> [BRIEF]: Put every line of the items below into a numbered list, omitting blank lines and leaving the pictures out of your answer.
########################################
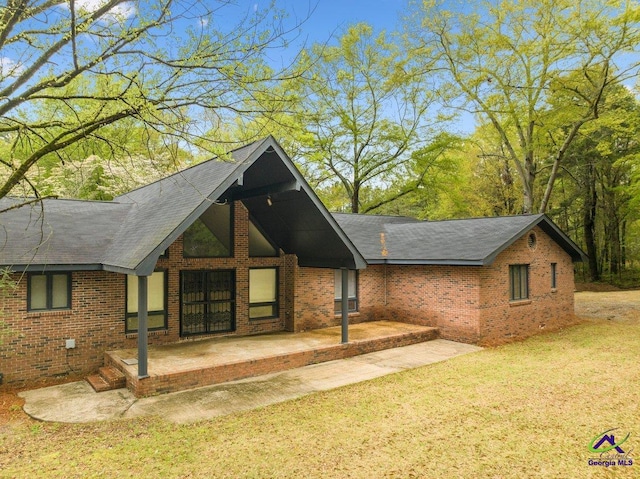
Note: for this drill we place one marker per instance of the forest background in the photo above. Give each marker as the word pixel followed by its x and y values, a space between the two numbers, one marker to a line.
pixel 98 97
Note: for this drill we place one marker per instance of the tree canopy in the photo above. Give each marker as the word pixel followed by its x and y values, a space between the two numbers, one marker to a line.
pixel 69 69
pixel 508 62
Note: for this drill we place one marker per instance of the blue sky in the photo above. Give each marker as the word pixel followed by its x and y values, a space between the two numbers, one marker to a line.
pixel 330 16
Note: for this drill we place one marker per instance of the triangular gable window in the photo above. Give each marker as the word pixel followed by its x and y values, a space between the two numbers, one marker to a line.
pixel 210 236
########################################
> [TASK SOLUTION]:
1. Note: for this drill we place one marker per instance of the forest background in the photo above. Give each marker as the word pixel followed by its x and y values, a space between the two numbers, one marker to a line.
2. pixel 98 97
3. Note: for this drill we place one marker per instance of the tree canopy in the photo above. Give each marker as the word pixel followed by its x and y values, a space between the two numbers, one marker to a line.
4. pixel 69 69
5. pixel 508 62
6. Note: for this drill we place one marker per instance of the blue sky in the photo above. Give each marker as the word pixel followed by its x and y values, a space between the two numbers, one marker to a line.
7. pixel 330 16
8. Note: for this drill we place one marker per instance of the triangular gable window in the photo above. Give each marker as the word pixel followed by its x and y values, a space between the two numbers, one marker to a line.
9. pixel 210 236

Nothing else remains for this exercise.